begin RECORDS TO USE

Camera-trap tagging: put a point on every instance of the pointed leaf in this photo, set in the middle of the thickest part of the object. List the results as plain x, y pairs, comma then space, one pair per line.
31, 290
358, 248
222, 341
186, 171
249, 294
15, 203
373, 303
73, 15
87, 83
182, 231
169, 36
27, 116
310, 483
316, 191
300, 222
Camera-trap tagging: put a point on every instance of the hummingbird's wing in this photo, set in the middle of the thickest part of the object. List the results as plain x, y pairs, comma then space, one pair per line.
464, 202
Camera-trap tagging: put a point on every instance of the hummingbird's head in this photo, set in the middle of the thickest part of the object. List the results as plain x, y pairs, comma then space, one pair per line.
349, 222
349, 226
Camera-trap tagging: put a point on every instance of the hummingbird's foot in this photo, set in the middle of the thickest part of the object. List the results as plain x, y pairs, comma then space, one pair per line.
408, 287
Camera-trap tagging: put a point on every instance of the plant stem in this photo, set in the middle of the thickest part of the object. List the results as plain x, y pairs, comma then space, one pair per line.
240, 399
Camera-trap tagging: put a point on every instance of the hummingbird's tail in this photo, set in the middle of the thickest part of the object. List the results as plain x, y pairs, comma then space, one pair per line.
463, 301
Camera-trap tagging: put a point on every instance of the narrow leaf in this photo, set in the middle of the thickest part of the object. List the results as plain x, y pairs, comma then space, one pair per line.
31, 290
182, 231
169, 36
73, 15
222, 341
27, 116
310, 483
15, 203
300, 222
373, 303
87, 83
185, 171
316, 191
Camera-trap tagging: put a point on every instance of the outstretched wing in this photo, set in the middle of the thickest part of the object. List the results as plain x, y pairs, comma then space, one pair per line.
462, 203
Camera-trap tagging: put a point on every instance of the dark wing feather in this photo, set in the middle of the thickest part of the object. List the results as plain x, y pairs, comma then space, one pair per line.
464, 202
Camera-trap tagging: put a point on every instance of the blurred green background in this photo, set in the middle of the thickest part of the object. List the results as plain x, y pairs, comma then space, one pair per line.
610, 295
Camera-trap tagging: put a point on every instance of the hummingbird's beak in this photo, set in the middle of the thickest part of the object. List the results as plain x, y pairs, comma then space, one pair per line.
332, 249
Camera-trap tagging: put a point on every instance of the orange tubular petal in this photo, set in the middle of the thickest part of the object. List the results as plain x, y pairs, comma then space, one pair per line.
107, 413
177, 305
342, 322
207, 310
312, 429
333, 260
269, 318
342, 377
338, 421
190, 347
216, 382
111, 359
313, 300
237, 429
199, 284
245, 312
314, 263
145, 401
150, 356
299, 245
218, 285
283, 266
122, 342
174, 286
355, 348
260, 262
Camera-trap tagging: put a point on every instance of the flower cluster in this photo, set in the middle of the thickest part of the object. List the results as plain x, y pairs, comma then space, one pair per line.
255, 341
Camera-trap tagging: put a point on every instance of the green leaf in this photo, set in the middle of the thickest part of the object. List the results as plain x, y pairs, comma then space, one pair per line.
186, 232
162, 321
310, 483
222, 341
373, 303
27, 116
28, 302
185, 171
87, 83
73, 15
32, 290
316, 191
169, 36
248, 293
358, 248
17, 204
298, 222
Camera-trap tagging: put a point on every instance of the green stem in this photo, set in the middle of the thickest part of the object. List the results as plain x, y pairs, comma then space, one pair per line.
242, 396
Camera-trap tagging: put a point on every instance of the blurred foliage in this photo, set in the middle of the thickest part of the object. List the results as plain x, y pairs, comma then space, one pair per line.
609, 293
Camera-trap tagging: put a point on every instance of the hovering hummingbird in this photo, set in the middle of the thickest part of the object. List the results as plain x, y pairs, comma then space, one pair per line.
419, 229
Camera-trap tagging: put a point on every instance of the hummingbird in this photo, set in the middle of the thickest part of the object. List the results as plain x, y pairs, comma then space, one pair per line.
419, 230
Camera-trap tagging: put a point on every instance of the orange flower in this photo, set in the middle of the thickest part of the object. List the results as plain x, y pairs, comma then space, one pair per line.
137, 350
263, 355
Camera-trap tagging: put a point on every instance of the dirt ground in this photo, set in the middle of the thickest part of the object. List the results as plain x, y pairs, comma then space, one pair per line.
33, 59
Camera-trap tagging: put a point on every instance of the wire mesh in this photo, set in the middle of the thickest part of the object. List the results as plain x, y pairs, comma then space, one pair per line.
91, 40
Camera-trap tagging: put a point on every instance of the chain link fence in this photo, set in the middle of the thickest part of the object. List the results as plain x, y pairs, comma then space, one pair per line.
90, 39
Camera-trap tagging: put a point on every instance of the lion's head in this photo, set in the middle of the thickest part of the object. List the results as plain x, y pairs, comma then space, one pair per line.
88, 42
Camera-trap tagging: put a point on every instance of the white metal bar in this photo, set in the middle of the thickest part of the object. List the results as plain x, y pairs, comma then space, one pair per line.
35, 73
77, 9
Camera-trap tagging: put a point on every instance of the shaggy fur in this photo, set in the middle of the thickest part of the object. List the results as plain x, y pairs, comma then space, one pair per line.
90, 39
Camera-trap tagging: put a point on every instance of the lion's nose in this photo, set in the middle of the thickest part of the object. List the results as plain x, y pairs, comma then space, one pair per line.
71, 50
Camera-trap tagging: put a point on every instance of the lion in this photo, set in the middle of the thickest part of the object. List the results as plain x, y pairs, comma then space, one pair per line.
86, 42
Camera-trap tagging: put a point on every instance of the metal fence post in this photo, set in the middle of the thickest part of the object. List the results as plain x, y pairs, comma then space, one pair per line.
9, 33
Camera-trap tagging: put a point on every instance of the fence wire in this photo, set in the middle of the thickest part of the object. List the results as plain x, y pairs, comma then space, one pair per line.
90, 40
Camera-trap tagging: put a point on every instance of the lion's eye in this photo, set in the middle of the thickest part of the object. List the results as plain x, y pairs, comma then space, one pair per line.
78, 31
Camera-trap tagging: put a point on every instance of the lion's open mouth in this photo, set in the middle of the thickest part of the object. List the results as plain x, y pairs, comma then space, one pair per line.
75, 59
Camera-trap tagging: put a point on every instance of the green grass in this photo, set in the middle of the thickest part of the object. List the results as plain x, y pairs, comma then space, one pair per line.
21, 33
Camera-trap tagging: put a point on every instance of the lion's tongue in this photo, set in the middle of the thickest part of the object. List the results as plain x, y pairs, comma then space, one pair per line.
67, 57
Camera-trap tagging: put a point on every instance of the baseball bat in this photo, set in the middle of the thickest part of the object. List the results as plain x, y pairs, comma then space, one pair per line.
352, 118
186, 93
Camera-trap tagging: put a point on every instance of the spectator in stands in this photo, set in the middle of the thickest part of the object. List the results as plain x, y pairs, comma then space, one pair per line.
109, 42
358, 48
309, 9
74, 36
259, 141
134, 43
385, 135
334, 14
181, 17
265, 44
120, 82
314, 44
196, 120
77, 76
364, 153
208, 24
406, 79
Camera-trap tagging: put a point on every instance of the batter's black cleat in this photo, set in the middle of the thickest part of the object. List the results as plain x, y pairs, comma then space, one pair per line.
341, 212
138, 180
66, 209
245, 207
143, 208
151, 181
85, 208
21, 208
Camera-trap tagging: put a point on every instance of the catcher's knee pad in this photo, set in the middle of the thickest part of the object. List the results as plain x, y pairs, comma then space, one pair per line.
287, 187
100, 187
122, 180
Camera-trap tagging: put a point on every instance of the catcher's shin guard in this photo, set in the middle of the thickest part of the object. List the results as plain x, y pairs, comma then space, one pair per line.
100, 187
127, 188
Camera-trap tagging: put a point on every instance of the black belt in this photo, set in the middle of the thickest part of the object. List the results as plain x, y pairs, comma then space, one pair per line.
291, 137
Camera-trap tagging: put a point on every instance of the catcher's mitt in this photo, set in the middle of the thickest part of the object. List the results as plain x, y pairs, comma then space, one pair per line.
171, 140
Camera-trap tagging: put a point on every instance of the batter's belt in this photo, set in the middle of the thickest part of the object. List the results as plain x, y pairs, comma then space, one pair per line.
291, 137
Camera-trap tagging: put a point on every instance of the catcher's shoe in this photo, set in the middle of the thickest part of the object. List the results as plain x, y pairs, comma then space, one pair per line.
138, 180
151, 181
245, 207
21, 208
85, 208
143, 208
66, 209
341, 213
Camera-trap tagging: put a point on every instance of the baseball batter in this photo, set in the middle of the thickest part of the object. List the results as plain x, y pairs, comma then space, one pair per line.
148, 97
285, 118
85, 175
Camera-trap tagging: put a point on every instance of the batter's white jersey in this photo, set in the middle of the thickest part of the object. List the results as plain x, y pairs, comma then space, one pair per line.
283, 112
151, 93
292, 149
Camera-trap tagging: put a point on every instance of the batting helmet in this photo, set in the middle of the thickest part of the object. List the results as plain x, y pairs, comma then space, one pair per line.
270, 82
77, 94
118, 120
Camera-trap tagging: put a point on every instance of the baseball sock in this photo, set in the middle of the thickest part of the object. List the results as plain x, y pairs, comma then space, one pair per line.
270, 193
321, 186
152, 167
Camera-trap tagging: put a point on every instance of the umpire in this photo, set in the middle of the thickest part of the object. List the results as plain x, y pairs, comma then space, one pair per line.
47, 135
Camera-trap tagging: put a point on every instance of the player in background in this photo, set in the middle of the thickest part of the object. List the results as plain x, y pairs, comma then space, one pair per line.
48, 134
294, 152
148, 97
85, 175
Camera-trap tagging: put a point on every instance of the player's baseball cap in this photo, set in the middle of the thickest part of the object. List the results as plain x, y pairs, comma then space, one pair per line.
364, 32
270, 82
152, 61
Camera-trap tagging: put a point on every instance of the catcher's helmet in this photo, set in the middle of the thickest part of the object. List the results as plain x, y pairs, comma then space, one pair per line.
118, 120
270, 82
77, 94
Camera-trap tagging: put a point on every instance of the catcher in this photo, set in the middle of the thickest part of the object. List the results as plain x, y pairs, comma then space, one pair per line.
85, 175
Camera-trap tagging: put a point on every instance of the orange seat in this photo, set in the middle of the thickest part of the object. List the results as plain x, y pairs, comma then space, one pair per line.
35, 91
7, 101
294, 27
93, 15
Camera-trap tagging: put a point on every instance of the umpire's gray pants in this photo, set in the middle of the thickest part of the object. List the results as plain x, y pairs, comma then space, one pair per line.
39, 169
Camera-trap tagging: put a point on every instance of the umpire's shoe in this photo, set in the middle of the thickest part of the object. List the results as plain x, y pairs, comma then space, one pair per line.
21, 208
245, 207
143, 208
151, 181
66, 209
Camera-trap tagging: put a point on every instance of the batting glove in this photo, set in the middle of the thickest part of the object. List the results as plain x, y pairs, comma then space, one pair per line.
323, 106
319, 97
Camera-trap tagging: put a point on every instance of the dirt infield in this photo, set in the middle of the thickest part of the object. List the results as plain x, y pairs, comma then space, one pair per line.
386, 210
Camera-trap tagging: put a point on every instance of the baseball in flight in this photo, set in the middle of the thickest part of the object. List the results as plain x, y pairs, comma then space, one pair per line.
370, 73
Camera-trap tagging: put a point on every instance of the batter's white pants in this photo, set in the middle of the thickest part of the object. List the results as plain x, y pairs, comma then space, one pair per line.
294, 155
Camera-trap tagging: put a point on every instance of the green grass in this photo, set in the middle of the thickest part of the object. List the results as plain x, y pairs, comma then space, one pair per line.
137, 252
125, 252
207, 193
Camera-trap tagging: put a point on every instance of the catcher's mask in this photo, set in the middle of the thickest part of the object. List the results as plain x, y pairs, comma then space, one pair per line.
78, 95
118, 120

end RECORDS TO USE

Output exactly the lines from the one containing "the orange seat" through the last line of the entries, both ends included.

Camera-trap tagging: put a point on every instance of the orange seat in this photo, set in the middle of the thickest part of the object. List the results as plain x, y pairs, comma then space, one pair per line.
35, 91
7, 101
294, 27
93, 15
Camera-trap tagging: put a point on every instance of the umpire's gray pants in this photo, set in the middle of the thickest part of the object. List the results as plain x, y pairs, comma then space, one pair per line.
39, 169
Camera-trap tagging: put a point on every instance of the umpire's shoe in this photo, set in the middle of the thickest part of the object. List the results as plain x, y pairs, comma then space, one pair per line.
21, 208
245, 207
143, 208
151, 181
66, 209
Camera-trap tagging: put a point on every instance of the batting glove in this photo, set in the middle of the thickest part of the object. List the results as plain x, y pairs, comma then space, one pair per line.
323, 106
319, 97
Camera-trap tagging: put a point on every instance of the dirt infield in this photo, set in the middle of the thickest part of the object. List the results as plain x, y pairs, comma then space, one pair per line.
386, 210
Camera-trap tagging: put a point on every instance of the baseball in flight in this photo, set in the middle of the thickest part of the object. List the results as plain x, y pairs, comma then space, one pair per line.
370, 73
Camera-trap tagging: put a point on every instance of the batter's white pants in this photo, set in the middle of the thickest part of the object. List the results as plain x, y pairs, comma then space, one pair per line.
294, 155
Camera-trap tagging: put a point on every instance of the green grass in this photo, set in the middle of the thickest part of the object. List the results as plain x, y pairs, comma then space, one pair per line.
137, 252
125, 252
207, 193
Camera-trap tagging: put a point on every instance of the catcher's mask in this photo, set in the middle of the thickest part of the object. List the results as plain x, y pairs, comma then space, one pair per line.
78, 95
118, 120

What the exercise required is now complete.